--- START ---

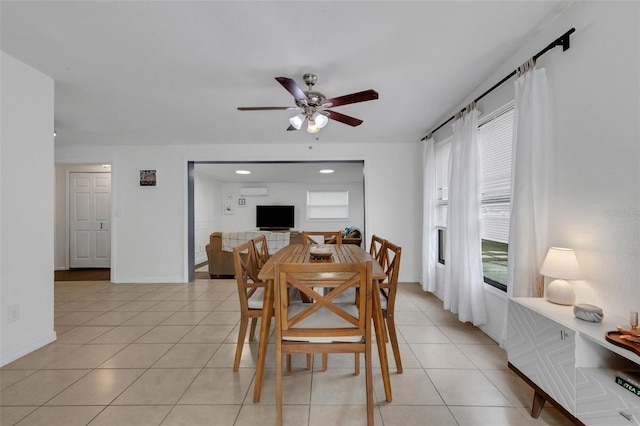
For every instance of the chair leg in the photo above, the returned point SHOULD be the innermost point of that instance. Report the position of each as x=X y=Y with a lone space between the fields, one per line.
x=369 y=384
x=279 y=384
x=244 y=322
x=384 y=327
x=252 y=333
x=391 y=326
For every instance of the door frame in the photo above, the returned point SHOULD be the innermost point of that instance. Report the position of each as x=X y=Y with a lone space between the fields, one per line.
x=65 y=246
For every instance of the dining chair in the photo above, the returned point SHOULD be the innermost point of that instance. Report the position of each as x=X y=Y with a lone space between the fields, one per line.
x=250 y=293
x=261 y=251
x=249 y=258
x=308 y=237
x=390 y=262
x=323 y=326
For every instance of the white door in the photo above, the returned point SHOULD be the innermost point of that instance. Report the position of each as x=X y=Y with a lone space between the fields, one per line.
x=90 y=220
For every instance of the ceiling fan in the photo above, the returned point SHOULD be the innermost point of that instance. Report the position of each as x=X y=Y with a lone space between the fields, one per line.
x=314 y=105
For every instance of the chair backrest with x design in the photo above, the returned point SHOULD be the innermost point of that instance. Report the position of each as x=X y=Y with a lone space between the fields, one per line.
x=375 y=249
x=390 y=262
x=250 y=293
x=261 y=251
x=323 y=326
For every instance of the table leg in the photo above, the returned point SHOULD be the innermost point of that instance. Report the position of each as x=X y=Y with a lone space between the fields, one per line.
x=265 y=327
x=382 y=348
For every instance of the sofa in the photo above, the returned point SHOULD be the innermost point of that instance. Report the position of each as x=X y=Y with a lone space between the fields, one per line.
x=221 y=261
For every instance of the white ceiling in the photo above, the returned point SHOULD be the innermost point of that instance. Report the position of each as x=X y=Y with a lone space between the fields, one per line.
x=284 y=172
x=174 y=72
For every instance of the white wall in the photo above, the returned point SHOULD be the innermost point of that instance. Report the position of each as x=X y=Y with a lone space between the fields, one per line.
x=149 y=228
x=26 y=207
x=594 y=199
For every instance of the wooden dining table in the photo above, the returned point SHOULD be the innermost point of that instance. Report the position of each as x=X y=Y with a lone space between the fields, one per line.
x=341 y=253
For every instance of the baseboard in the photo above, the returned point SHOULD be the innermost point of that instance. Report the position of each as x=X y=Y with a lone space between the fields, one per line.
x=27 y=348
x=148 y=280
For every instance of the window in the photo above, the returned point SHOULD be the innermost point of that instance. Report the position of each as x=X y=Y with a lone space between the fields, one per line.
x=327 y=205
x=495 y=135
x=443 y=150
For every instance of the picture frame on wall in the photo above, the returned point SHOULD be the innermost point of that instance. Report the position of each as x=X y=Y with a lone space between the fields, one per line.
x=148 y=178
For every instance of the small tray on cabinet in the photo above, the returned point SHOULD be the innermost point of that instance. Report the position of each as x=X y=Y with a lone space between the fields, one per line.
x=614 y=338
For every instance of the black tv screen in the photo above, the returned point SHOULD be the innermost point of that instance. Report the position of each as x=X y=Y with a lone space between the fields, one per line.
x=274 y=217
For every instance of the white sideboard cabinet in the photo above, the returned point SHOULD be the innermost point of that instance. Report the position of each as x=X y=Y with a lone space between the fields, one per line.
x=569 y=363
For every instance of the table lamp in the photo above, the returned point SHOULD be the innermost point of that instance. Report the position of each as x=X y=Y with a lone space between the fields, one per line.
x=561 y=264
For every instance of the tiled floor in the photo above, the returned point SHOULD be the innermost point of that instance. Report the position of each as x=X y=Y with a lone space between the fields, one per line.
x=161 y=354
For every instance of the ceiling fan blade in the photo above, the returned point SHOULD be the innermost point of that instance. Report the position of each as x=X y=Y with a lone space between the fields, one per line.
x=351 y=121
x=264 y=108
x=367 y=95
x=293 y=88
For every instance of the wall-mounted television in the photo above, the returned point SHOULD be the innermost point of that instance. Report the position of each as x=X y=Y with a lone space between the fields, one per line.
x=274 y=217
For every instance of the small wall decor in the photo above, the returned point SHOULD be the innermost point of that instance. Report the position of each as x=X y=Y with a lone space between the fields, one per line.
x=147 y=178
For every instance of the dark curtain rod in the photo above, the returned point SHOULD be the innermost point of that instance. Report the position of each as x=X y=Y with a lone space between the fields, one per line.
x=563 y=41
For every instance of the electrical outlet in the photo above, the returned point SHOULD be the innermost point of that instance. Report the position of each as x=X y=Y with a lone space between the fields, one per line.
x=14 y=313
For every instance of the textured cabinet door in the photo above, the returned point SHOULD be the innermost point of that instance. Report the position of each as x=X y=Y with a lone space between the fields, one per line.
x=544 y=351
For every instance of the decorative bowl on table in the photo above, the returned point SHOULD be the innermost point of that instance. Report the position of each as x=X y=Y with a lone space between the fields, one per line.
x=321 y=251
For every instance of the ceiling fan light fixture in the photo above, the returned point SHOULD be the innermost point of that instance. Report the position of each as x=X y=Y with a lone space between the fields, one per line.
x=320 y=120
x=297 y=121
x=312 y=127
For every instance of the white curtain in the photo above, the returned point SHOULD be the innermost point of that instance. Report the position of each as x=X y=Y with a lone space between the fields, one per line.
x=463 y=292
x=529 y=184
x=429 y=233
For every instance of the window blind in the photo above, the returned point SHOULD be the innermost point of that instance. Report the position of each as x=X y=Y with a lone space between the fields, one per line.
x=443 y=151
x=495 y=136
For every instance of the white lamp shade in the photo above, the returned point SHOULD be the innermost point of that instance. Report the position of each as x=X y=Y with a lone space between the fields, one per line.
x=297 y=121
x=312 y=127
x=561 y=263
x=320 y=120
x=561 y=292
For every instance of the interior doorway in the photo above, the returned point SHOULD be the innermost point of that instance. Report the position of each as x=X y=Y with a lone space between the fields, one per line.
x=227 y=193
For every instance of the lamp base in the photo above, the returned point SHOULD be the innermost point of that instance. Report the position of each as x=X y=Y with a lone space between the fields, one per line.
x=560 y=292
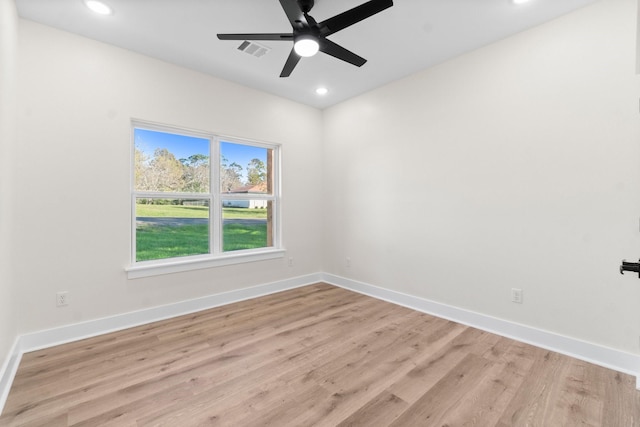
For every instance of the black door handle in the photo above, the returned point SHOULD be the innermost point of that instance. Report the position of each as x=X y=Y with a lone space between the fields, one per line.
x=630 y=266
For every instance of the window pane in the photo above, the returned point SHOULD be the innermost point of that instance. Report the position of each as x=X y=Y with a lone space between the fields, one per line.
x=245 y=169
x=167 y=228
x=171 y=162
x=246 y=224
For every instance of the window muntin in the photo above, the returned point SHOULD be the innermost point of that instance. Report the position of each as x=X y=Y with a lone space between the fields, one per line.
x=178 y=213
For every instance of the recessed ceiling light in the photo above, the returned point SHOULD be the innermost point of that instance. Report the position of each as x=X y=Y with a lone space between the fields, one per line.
x=98 y=7
x=306 y=46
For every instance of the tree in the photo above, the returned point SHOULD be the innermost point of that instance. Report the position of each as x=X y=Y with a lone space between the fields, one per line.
x=256 y=172
x=196 y=172
x=230 y=175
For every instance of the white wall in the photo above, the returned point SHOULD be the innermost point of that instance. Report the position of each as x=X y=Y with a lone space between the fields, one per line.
x=8 y=41
x=72 y=165
x=516 y=165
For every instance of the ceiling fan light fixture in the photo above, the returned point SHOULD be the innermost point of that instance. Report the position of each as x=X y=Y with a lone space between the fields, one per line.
x=306 y=46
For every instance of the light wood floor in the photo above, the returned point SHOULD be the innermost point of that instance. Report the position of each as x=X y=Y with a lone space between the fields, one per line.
x=314 y=356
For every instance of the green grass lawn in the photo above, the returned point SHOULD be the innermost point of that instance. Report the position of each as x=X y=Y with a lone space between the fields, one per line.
x=163 y=241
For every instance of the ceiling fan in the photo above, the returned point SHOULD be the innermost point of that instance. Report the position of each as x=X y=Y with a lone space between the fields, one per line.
x=310 y=36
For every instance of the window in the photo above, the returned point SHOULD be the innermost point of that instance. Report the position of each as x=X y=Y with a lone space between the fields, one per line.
x=201 y=199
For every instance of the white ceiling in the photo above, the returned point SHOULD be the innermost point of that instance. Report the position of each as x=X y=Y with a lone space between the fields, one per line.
x=408 y=37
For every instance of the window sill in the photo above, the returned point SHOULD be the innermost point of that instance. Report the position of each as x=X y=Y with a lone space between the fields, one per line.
x=156 y=268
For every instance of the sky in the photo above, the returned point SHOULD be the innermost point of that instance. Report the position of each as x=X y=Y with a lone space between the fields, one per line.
x=184 y=146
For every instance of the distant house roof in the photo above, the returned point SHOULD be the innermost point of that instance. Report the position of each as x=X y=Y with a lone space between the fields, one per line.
x=252 y=188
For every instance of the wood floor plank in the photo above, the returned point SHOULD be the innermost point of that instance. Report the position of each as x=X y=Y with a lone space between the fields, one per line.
x=317 y=355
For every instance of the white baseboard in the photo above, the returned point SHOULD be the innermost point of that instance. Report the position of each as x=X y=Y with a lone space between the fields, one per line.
x=8 y=371
x=589 y=352
x=64 y=334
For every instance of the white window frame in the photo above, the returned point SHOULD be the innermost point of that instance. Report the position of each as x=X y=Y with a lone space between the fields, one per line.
x=216 y=257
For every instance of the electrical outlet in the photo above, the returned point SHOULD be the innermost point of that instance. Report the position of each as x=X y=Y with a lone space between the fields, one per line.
x=516 y=295
x=62 y=298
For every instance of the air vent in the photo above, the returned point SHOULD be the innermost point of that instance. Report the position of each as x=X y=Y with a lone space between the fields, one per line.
x=253 y=48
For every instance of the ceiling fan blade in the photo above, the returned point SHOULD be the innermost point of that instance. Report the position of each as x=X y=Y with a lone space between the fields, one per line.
x=351 y=16
x=294 y=13
x=337 y=51
x=265 y=36
x=291 y=63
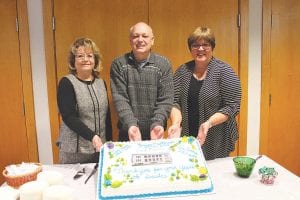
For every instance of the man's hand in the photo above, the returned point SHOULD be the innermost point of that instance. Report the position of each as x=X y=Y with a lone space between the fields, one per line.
x=202 y=132
x=134 y=134
x=157 y=133
x=97 y=142
x=174 y=131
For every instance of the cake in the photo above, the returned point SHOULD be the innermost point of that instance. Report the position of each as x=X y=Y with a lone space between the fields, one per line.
x=32 y=190
x=152 y=169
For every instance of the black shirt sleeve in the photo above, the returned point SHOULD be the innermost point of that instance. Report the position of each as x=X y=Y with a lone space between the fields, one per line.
x=66 y=100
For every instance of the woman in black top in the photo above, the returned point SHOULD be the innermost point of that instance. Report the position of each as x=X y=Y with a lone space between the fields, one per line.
x=83 y=105
x=207 y=98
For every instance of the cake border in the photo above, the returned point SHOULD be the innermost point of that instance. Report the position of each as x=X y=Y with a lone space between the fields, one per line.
x=151 y=195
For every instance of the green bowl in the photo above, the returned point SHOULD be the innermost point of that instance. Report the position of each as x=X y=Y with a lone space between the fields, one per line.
x=244 y=165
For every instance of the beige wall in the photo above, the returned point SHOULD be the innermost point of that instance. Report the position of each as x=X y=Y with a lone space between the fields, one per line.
x=40 y=80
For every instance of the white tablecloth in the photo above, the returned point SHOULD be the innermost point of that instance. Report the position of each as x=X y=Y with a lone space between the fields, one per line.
x=227 y=184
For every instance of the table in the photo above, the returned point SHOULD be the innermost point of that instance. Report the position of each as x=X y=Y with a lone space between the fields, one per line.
x=227 y=184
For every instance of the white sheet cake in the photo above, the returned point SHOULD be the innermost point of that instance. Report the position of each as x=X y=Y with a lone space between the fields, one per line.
x=152 y=169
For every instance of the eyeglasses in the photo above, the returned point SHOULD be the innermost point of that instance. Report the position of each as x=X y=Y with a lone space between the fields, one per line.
x=204 y=46
x=83 y=56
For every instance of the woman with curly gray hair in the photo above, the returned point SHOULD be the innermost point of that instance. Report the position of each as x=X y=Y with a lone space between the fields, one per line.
x=83 y=105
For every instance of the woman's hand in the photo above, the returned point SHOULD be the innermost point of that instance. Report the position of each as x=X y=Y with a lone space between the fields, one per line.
x=174 y=131
x=134 y=133
x=97 y=143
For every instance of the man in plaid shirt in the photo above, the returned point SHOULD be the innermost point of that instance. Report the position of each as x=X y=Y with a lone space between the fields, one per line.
x=142 y=88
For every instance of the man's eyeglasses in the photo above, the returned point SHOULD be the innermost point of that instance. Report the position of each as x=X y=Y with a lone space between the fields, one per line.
x=83 y=56
x=204 y=46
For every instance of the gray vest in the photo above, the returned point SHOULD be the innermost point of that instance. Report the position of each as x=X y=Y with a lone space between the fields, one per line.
x=92 y=106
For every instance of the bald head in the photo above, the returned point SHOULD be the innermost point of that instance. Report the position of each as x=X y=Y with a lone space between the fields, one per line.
x=141 y=27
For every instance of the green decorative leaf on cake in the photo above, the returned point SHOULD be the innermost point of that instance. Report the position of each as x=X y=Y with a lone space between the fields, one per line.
x=194 y=178
x=116 y=184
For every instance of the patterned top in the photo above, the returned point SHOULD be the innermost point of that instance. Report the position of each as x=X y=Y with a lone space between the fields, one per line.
x=142 y=93
x=220 y=92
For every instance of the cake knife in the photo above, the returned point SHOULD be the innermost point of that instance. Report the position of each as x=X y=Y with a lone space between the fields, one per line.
x=92 y=173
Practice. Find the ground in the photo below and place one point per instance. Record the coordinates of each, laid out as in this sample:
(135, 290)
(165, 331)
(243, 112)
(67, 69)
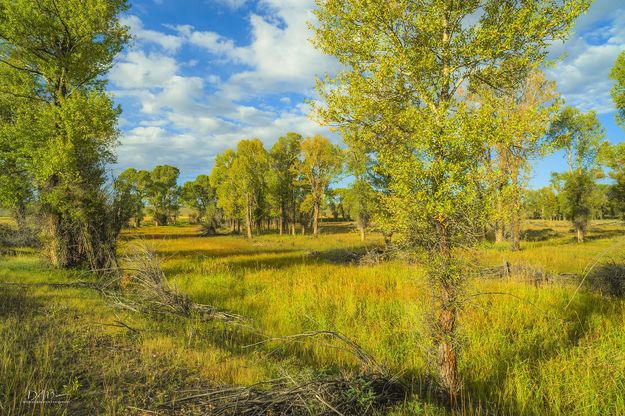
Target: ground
(534, 342)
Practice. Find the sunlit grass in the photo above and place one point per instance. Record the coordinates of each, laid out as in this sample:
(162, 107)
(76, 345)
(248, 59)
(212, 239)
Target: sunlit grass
(536, 350)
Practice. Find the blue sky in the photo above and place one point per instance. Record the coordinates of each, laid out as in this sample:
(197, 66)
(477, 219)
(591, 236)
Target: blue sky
(201, 75)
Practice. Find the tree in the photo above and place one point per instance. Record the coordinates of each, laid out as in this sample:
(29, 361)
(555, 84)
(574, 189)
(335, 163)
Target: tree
(164, 193)
(582, 137)
(322, 163)
(405, 64)
(522, 119)
(248, 169)
(202, 197)
(618, 90)
(614, 158)
(222, 179)
(134, 185)
(360, 198)
(285, 154)
(68, 124)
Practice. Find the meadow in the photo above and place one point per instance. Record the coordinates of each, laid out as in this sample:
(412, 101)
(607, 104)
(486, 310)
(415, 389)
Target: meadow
(529, 346)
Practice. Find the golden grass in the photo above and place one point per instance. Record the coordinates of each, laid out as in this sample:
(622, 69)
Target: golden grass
(523, 350)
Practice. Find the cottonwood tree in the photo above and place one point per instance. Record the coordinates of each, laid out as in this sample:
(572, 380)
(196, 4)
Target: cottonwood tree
(69, 127)
(164, 194)
(200, 195)
(224, 182)
(614, 158)
(321, 164)
(285, 161)
(521, 119)
(618, 90)
(360, 198)
(582, 137)
(405, 63)
(133, 185)
(248, 170)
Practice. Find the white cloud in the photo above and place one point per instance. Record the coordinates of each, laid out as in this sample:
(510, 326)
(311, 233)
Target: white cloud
(170, 43)
(583, 74)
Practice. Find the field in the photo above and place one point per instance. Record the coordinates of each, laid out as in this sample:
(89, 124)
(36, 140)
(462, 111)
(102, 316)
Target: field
(529, 347)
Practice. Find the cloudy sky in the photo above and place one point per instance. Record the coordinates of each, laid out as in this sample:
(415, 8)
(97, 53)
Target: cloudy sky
(202, 74)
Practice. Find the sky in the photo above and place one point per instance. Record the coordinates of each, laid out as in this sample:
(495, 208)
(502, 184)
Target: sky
(200, 75)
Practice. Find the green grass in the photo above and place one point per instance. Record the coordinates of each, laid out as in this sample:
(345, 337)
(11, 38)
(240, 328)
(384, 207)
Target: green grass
(524, 351)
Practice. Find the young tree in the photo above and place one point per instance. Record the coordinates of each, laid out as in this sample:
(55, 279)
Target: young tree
(522, 119)
(69, 125)
(248, 170)
(164, 193)
(228, 196)
(285, 160)
(618, 91)
(322, 163)
(582, 137)
(134, 186)
(405, 65)
(614, 158)
(202, 197)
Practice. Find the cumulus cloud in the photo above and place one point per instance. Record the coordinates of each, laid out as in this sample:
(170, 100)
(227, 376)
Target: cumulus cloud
(583, 73)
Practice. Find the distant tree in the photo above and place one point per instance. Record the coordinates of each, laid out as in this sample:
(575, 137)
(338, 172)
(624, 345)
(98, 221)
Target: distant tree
(405, 66)
(164, 194)
(582, 136)
(248, 170)
(133, 186)
(521, 119)
(618, 91)
(322, 163)
(224, 182)
(285, 161)
(200, 195)
(360, 198)
(614, 158)
(63, 50)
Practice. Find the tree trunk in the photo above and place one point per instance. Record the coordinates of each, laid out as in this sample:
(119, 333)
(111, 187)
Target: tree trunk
(316, 219)
(446, 316)
(248, 218)
(500, 231)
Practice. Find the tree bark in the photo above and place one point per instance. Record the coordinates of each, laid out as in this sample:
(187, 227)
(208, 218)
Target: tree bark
(248, 218)
(316, 219)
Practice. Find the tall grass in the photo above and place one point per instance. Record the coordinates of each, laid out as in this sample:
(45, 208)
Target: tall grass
(526, 349)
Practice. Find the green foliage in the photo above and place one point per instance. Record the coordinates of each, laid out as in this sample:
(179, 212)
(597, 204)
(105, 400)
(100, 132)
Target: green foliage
(54, 56)
(618, 90)
(581, 135)
(283, 191)
(248, 173)
(401, 97)
(164, 193)
(201, 196)
(321, 164)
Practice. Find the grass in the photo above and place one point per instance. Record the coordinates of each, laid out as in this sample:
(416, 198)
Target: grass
(530, 350)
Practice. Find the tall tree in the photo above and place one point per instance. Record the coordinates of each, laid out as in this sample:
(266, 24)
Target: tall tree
(405, 64)
(164, 193)
(248, 169)
(322, 163)
(66, 48)
(522, 118)
(285, 160)
(200, 195)
(582, 137)
(222, 179)
(618, 90)
(134, 185)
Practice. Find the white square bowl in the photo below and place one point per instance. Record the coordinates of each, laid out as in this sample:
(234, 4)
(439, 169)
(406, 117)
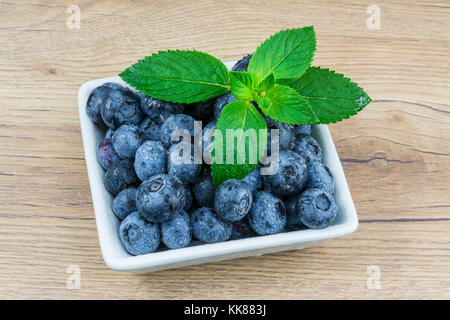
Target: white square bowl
(108, 225)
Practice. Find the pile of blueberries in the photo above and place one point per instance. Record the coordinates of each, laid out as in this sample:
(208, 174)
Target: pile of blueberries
(158, 200)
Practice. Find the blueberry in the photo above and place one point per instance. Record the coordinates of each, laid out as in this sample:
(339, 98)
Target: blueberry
(160, 197)
(204, 190)
(233, 200)
(106, 155)
(177, 232)
(208, 227)
(95, 103)
(293, 220)
(241, 230)
(291, 175)
(221, 102)
(173, 123)
(150, 160)
(201, 110)
(242, 64)
(151, 126)
(150, 105)
(308, 148)
(126, 140)
(268, 215)
(120, 175)
(139, 236)
(121, 106)
(319, 176)
(303, 129)
(316, 208)
(180, 166)
(125, 203)
(254, 180)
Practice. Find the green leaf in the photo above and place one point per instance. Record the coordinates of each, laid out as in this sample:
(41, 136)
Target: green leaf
(331, 96)
(242, 85)
(287, 54)
(179, 76)
(284, 104)
(235, 151)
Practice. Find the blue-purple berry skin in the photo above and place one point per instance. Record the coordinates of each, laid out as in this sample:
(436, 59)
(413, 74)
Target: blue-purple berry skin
(308, 148)
(293, 219)
(242, 230)
(177, 232)
(185, 170)
(316, 208)
(150, 160)
(150, 127)
(106, 155)
(126, 140)
(290, 177)
(121, 106)
(120, 175)
(204, 191)
(320, 177)
(173, 123)
(233, 200)
(139, 236)
(125, 203)
(221, 102)
(268, 215)
(160, 197)
(150, 105)
(95, 103)
(208, 227)
(242, 65)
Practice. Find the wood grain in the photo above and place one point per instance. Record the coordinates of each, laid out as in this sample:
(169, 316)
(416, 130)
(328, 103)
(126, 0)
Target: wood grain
(396, 153)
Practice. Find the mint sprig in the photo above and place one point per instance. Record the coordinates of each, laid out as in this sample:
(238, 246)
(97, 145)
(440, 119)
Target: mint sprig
(279, 79)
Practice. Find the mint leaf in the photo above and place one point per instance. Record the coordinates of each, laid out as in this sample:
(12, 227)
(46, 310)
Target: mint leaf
(179, 76)
(284, 104)
(287, 54)
(242, 85)
(239, 141)
(332, 97)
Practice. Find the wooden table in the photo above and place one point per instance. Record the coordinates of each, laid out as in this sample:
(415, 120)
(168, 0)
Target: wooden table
(396, 153)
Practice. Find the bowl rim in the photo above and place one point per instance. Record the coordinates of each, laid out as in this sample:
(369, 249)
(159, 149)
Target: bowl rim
(196, 253)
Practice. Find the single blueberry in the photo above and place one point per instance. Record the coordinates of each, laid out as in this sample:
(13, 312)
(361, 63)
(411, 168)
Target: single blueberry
(106, 155)
(241, 230)
(303, 129)
(290, 177)
(121, 106)
(308, 148)
(150, 105)
(126, 140)
(120, 175)
(268, 215)
(125, 203)
(233, 200)
(293, 219)
(242, 64)
(150, 159)
(208, 227)
(221, 102)
(180, 165)
(319, 176)
(139, 236)
(316, 208)
(160, 197)
(177, 232)
(204, 190)
(176, 122)
(151, 126)
(95, 102)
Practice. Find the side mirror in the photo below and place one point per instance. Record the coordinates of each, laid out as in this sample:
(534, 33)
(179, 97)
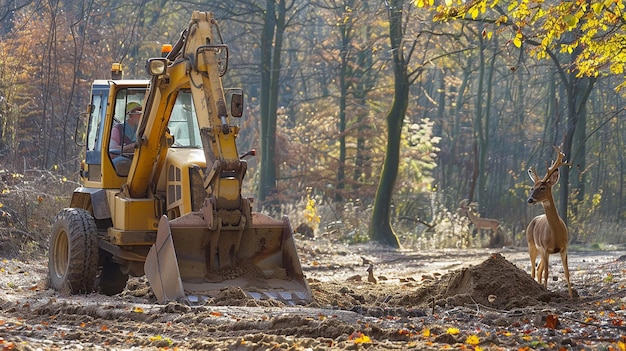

--- END ---

▸ **Required work**:
All lines with the string "below" must be copied from the data.

▸ **The answer**:
Practice. Find the ground in the photo below and place one point per instance. Record the coordinates of each, laid out as in this sample:
Practice. Find the white square bowl in the photo below and place one point per instance. Record the coordinates of each, laid out as in this sample:
Practice. Find the side mirror in the photo below and place one point per instance. Record the coordinates of each, laid out as in this sample:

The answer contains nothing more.